◆ YOUR INSTRUCTIONS
Can you pick up the forum post on multi-GPU training with Ray and PyTorch Lightning right after its final line and keep writing it?

How to run multi-GPU single node training with ray and PyTorch Lightning?

I have a cluster with 4 GPUs on a single node. I need to run DDP training using all the GPUs available on that node. From the docs, I set num_workers=1 and devices=4, num_nodes=1 for PyTorch Lightning. But it’s not working as expected. Am I missing something?

Here is a minimal code for it.

import torch
from lightning.pytorch import LightningModule, Trainer
from torch.utils.data import DataLoader, Dataset
from argparse import ArgumentParser
import ray.train.lightning
import ray.train.torch
from ray.train.torch import TorchTrainer
from ray.train import ScalingConfig
from ray import train
import time


class RandomDataset(Dataset):
    def __init__(self, size, length):
        self.len = length
        self.data = torch.randn(length, size)

    def __getitem__(self, index):
        return self.data[index]

    def __len__(self):
        return self.len


class BoringModel(LightningModule):
    def __init__(self):
        super().__init__()
        self.layer = torch.nn.Linear(32, 2048)
        self.layer2 = torch.nn.Linear(2048, 2)

    def forward(self, x):
        return self.layer2(self.layer(x))

    def training_step(self, batch, batch_idx):
        loss = self(batch).sum()

◆ DATA LINES
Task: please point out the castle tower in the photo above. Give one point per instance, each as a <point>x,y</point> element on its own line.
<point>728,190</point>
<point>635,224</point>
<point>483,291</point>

◆ WRITTEN ANSWER
        return loss

    def configure_optimizers(self):
        return torch.optim.SGD(self.parameters(), lr=0.1)


def run(config):
    train_data = DataLoader(RandomDataset(32, 64), batch_size=2)

    model = BoringModel()
    plugins = [
        ray.train.lightning.RayLightningEnvironment(),
    ]

    trainer = Trainer(
        strategy=ray.train.lightning.RayDDPStrategy(),
        plugins=plugins,
        enable_model_summary=False,
        profiler='simple',
        **config,
    )
    trainer.fit(model, train_dataloaders=train_data)

def _main():
    config = {}
    config["num_nodes"] = 1
    config["devices"] = 4

    trainer = TorchTrainer(
        train_loop_per_worker=run,
        train_loop_config=config,
        scaling_config=ScalingConfig(
            num_workers=1,
            use_gpu=True,
        ),
    )

    trainer.fit()


if __name__ == "__main__":
    _main()